*Prompt*.
Please write out all of the data below exactly, without including the pictures.

*Records shown*.

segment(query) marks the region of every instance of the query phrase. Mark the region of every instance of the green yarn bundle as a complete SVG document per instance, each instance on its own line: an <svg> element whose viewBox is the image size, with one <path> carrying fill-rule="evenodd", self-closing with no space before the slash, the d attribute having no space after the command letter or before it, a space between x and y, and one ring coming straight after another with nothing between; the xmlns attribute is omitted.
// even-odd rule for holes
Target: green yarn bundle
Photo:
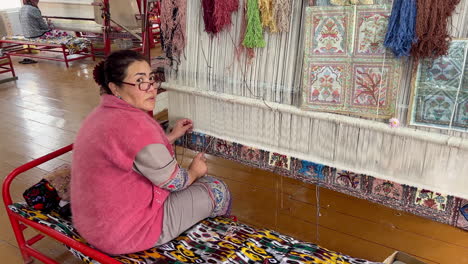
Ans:
<svg viewBox="0 0 468 264"><path fill-rule="evenodd" d="M247 48L265 47L258 0L248 0L247 2L247 28L242 44Z"/></svg>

*Solution for this problem*.
segment(query) marks the region of every instance of the query phrase. Mark the region of every instance of the green yarn bundle as a complete SVG document per instance, each instance on its own line: an <svg> element whose viewBox is the image size, with one <path> carrying fill-rule="evenodd", self-closing with no space before the slash, the d attribute having no space after the command letter or before it, a space between x and y, and one ring coming straight after another with nothing between; the xmlns attribute is omitted.
// even-odd rule for holes
Target: green yarn bundle
Photo:
Ans:
<svg viewBox="0 0 468 264"><path fill-rule="evenodd" d="M247 48L265 47L258 0L248 0L247 2L247 28L242 44Z"/></svg>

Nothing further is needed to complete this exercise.